» Verilen Metin
•••
İlahî Nîzam ve Kâinat

lviv angeles

Kayıtlı Üye
Katılım
26 Ocak 2014
Mesajlar
2,716
Tepkime puanı
296
Konum
HAYALLERİN GERÇEK OLDUĞU ÂLEM
1959 yılında ruh celselerinde, yani bir medyum vasıtası ile ruhlarla ilişki kurulan ya da kurulduğuna inanılan toplantılarda “Önder” adındaki “yüksek bir ruh” tarafından Attila Güyer adlı medyuma yazdırılıp Türkiye’de “ruhçuluğun kurucusu” ve “ruhlarla temas” akımının başlatıcısı olarak bilinen İstanbul’da faaliyet gösteren “Metapsişik Tetkikler ve İlmî Araştırmalar Derneği”nin de kurucusu olan Dr. Bedri Ruhselman tarafından düzenlenen “İlâhî Nizam ve Kâinat” isimli kitap Ruhselman’ın vasiyeti üzerine, görevlendirilmiş üç kişi tarafından zamanı gelince açığa çıkarılmak üzere, üç nüsha halinde, 54 yıl boyunca, İstanbul Karaköy’deki 5. Noter’de saklanmış 2.4.2013 tarihinde MTİAD1950 yayınevi tarafından yayınlanmıştır. Daha sonra günümüz Türkçesine uyarlı baskısı da çıkarılmıştır.

Söz konusu tebliğlere göre iklimler değişecek, depremler artacak, kuraklıklar başgösterecek, 2050’den itibaren buzullar erimeye başlayacak ve dünya son derece ısınacak…
Daha sonraki senelerde tabiat çok büyük ölçüde değişecek, insanlar kütleler halinde ölecek, “dünyada yaşamak çok ıstıraplı ve zahmetli bir hâle gelecek”, kıt’alar batacak, yeni kıt’alar ortaya çıkacak ve insanlık eski ilkel zamanlarına dönecek!
Bütün bu felâketler dünya hayatı ile sınırlı kalacak, “yüksek planlara” yani “öbür tarafa” geçmeyecek, ölenler öldükleri anda bu felâketlerin hepsini unutmuş olacaklar.
•••
» Görevler
- A) İlâhî Nizam ve Kâinat kitabını anlatan metne göre kitap, yayınlanmadan önce kaç yıl boyunca noterde saklanmıştır?
- B) İlâhî Nizam ve Kâinat kitabını anlatan metnin devamını, son cümlesinden sonra gelecek biçimde yazın.

» Verilen Kayıtlar
•••
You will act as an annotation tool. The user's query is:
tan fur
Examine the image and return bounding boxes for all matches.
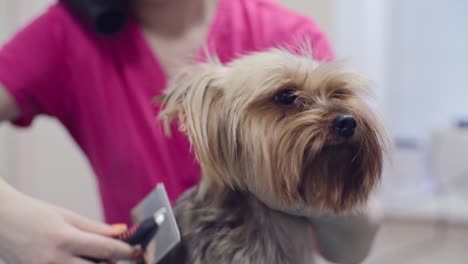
[161,50,384,212]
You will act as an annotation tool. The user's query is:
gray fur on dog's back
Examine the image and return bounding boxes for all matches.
[162,188,313,264]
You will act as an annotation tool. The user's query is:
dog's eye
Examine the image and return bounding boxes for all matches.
[275,89,297,105]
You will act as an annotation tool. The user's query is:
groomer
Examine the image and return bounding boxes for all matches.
[0,0,378,264]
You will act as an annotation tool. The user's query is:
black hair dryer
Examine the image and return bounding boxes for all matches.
[60,0,128,35]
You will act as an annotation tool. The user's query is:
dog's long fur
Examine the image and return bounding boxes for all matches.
[160,49,385,264]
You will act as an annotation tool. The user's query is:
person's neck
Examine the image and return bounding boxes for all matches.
[133,0,218,36]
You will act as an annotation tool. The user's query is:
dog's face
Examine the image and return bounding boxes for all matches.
[161,50,384,212]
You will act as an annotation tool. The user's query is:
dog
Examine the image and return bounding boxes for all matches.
[159,49,386,264]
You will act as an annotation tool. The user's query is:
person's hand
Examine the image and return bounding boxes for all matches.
[0,191,137,264]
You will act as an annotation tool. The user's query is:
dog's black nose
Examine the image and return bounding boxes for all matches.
[332,115,357,139]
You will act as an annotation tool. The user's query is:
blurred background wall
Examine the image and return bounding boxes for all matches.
[0,0,468,264]
[0,0,340,223]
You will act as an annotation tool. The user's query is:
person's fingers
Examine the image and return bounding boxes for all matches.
[69,230,139,260]
[61,209,127,237]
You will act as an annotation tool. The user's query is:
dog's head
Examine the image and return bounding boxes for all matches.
[160,50,384,212]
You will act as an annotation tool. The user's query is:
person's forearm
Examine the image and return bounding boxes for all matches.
[0,177,17,201]
[311,203,382,264]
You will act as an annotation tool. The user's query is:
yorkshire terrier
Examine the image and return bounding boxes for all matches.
[160,49,385,264]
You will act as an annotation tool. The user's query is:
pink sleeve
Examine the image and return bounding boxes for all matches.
[0,6,68,126]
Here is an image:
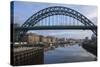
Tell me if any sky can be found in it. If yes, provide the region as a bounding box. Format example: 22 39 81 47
14 1 98 39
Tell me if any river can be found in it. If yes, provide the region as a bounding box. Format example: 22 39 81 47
44 44 96 64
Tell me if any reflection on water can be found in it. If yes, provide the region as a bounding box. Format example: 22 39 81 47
44 44 95 64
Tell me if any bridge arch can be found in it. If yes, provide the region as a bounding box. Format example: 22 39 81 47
17 6 97 40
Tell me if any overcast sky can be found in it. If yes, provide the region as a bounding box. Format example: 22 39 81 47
14 1 97 39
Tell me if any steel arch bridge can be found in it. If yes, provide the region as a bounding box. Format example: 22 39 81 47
16 6 97 41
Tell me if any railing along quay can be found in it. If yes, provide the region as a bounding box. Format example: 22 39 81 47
13 47 43 66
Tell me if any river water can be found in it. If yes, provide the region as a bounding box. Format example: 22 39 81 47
44 44 96 64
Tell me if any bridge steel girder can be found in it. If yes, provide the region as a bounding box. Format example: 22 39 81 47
16 6 97 40
15 26 97 31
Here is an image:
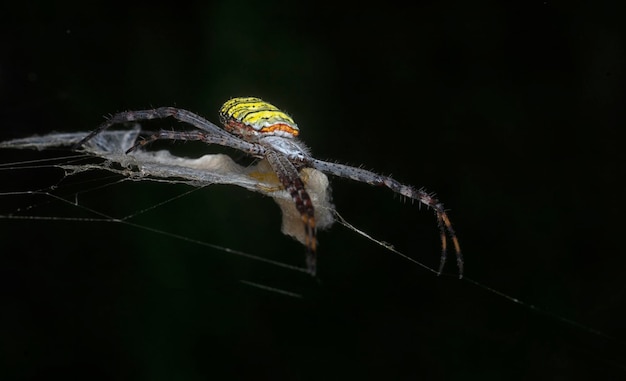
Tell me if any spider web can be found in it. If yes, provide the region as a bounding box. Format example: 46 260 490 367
0 130 613 354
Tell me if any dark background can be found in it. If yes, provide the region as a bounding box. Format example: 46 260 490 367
0 1 626 380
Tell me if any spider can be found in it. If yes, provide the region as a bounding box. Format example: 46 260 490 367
75 97 463 278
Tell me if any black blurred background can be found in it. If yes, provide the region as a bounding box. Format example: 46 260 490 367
0 1 626 380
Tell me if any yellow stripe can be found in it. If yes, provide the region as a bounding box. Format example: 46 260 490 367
220 97 298 131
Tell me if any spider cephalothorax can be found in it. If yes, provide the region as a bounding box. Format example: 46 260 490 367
77 97 463 276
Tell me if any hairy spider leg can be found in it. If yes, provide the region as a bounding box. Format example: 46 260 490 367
266 150 317 276
126 130 266 158
306 158 463 278
74 107 265 157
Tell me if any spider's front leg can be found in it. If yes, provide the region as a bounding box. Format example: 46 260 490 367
265 150 317 276
306 158 463 278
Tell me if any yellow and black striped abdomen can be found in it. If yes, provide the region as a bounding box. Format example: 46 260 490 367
220 97 300 137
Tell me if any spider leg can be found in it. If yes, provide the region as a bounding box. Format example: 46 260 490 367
126 130 266 157
74 107 265 157
306 158 463 278
266 150 317 276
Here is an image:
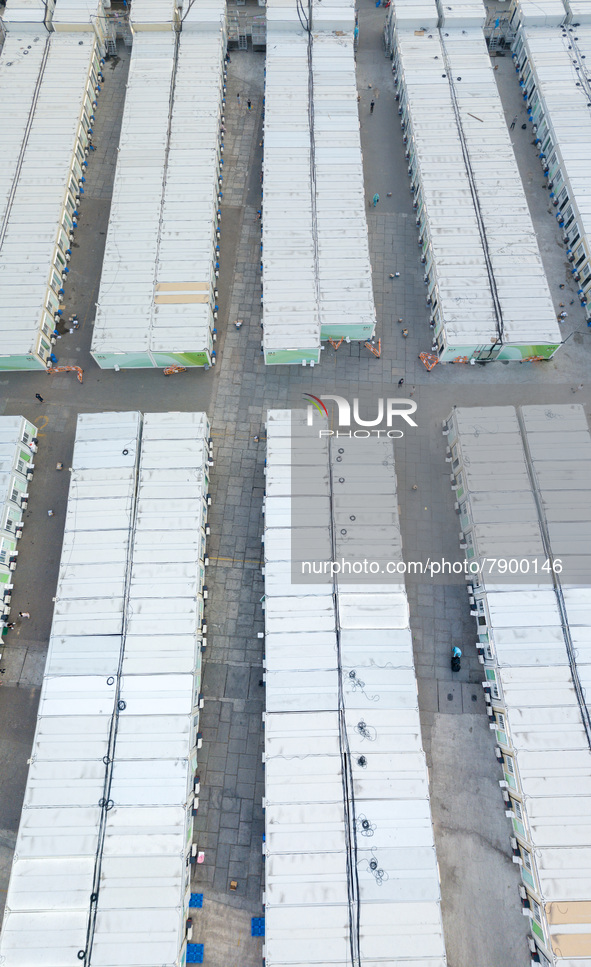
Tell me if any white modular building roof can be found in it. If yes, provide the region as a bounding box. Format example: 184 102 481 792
262 0 375 363
312 10 376 339
436 0 486 27
262 12 320 361
92 3 225 366
0 416 37 588
393 0 561 358
2 0 55 24
264 410 446 967
447 405 591 967
0 26 96 364
0 412 209 967
511 0 566 27
514 4 591 314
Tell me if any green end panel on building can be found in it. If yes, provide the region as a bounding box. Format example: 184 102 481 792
439 343 560 363
0 355 47 373
152 350 211 369
320 323 375 342
91 353 154 369
265 347 320 366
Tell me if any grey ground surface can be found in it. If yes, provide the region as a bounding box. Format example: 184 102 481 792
0 0 591 967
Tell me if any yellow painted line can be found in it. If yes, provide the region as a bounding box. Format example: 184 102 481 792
209 557 262 564
33 416 49 436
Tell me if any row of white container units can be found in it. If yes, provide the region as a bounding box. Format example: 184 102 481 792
0 416 37 628
0 2 105 370
0 412 212 967
263 410 446 967
261 0 375 365
92 2 226 369
390 0 561 363
512 0 591 319
444 405 591 967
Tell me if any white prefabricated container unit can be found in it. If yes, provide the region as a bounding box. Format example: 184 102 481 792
261 0 376 365
390 0 561 362
92 0 226 369
0 0 104 370
0 412 211 967
263 410 446 967
511 0 591 323
444 405 591 967
0 416 37 600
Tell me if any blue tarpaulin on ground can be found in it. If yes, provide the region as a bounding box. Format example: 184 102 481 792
187 944 203 964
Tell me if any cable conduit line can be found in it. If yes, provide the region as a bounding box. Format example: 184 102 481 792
560 24 591 117
328 438 361 967
148 20 180 353
79 419 143 967
306 0 322 341
0 33 51 251
438 28 505 358
515 407 591 750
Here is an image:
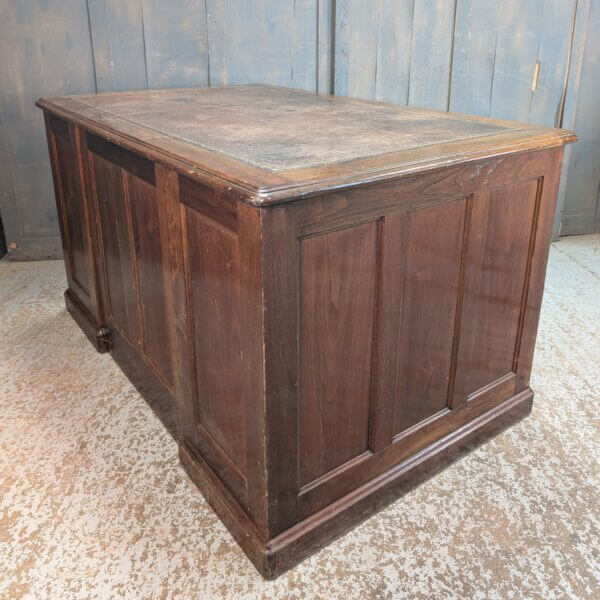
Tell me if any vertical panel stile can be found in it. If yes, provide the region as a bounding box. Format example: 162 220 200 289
369 211 407 452
299 221 379 485
394 198 468 434
408 0 456 110
261 206 300 538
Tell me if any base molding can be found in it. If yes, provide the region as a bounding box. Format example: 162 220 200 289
65 289 110 353
179 388 533 579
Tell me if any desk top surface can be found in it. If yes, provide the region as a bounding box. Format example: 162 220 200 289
38 85 575 199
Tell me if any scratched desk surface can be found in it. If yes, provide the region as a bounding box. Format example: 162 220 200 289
40 85 570 199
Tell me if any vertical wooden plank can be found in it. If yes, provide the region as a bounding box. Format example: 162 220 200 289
375 0 415 104
207 0 317 90
316 0 335 94
448 0 502 117
453 179 539 407
529 0 575 127
369 211 408 452
0 0 94 258
515 148 563 390
552 0 591 240
490 0 544 122
299 221 379 485
238 202 268 538
88 0 148 92
408 0 456 110
334 0 381 99
142 0 209 89
260 205 299 539
394 198 467 434
561 2 600 235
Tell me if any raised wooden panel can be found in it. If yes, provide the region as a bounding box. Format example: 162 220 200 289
299 221 379 485
51 123 93 300
183 207 246 485
91 152 140 345
454 179 540 403
394 198 467 433
126 175 173 386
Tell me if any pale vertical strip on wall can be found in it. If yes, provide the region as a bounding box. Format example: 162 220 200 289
375 0 415 104
529 0 575 126
317 0 335 94
408 0 456 110
561 0 600 235
334 0 381 99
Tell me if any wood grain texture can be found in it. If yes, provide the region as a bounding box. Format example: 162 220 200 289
408 0 456 110
299 222 378 485
87 0 148 92
454 179 540 402
448 0 502 117
528 0 577 127
142 0 209 89
0 0 600 258
0 0 94 259
206 0 317 90
92 154 140 345
38 85 575 206
560 2 600 235
394 198 467 434
185 209 246 473
42 88 572 576
490 0 544 121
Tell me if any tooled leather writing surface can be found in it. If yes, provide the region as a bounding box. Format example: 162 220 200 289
67 86 515 172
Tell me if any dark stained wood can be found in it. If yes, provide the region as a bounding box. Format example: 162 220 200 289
179 177 238 233
38 85 575 206
92 152 140 346
454 179 539 402
185 206 246 473
39 86 574 577
87 133 155 185
394 198 467 434
299 222 378 485
127 177 173 387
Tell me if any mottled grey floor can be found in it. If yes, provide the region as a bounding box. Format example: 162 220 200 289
0 236 600 600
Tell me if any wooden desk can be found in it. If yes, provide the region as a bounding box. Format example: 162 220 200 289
38 86 575 577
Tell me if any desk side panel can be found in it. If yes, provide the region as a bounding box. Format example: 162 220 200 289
263 149 562 535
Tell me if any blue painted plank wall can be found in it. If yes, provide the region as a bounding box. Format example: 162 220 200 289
0 0 600 258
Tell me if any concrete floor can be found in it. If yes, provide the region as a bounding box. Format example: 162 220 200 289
0 235 600 600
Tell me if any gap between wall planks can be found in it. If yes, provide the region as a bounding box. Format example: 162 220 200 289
0 0 600 258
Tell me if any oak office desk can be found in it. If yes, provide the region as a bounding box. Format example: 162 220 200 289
38 86 575 577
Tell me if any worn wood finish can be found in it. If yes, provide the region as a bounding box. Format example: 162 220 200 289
39 86 574 577
5 0 600 259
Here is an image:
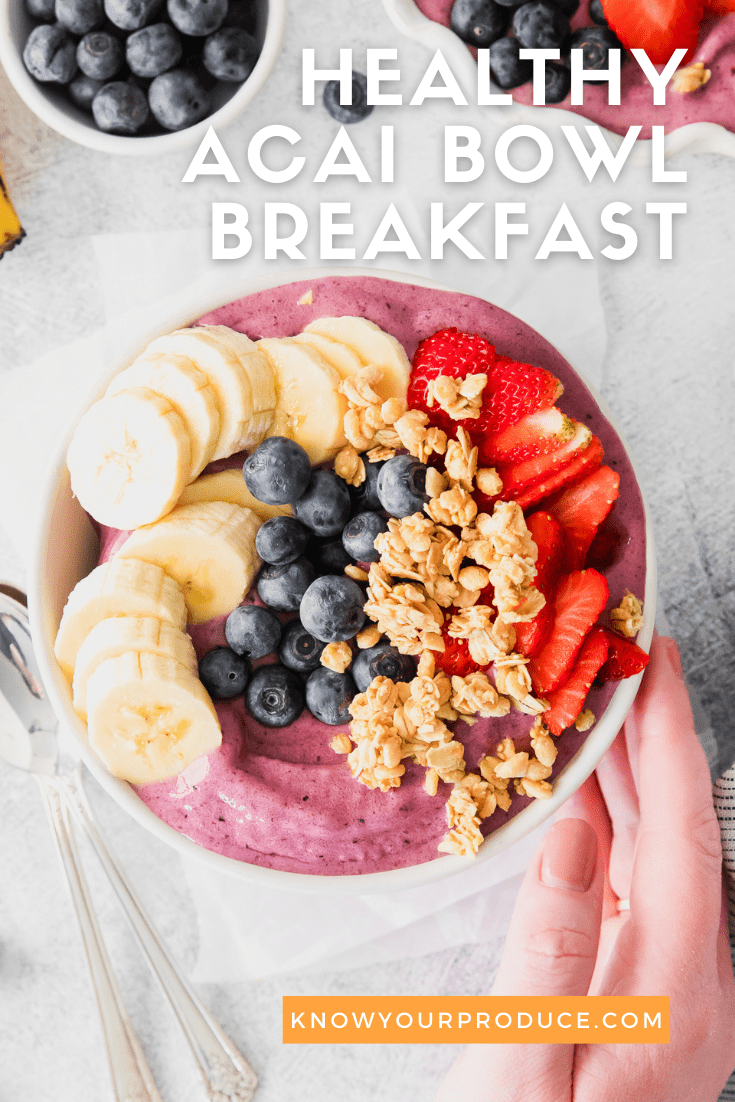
•••
» Beklenen Yanıtlar
- A) 54 yıl

- B)
Kitapta hiç naklen celse kaydı yoktur. Çünkü Ruhselman bir bilgiyi pek çok celseden derlemiştir.Kitabın ilk bölümleri daha çok dünyanın yapısıyla ilgilidir. Onun için daha çok maddeyi anlatmaya yöneliktir. Ruhun yapısı akabinde konu edilmiştir. Kitabın son kısımlarında ise daha çok dünyanın geleceğine ilişkin kehanetler bulunmaktadır. Kitap, dünya insanının nereden gelip nereye gittiğini, tekamül aşamaları ve geçişlerini,dünyanın işlevini, maddeyi, maddenin yapısını, maddi mekanizmaları, ruhu, ruh ve madde münasebetinin nedenlerini ve nasıl kurulduğunu, alemleri, şuuru, uykuyu, rüyaları, manyetizmayı, zamanı, zamanın idraklere hitap eden kısımlarını, üst alemlerdeki zaman yapısını, kaderi, kader mekanizmasını, dünyayı sevk ve idare eden planları, cennet ve cehennem sembolleriyle ifade edilmiş bilgilerin özlerini, dünyada yaşanacak coğrafi değişikleri, devre sonu inkilabının (dönüşümünün) son aşamalarında neler yaşanacağını, kısaca ruhtan madde kainatına, fizikten kuantuma, zaman kavramından boyut kavramına, vicdandan erdeme kadar birbirinden farklı pek çok konuyu net bir şekilde, açık bilgilerle ele almaktadır.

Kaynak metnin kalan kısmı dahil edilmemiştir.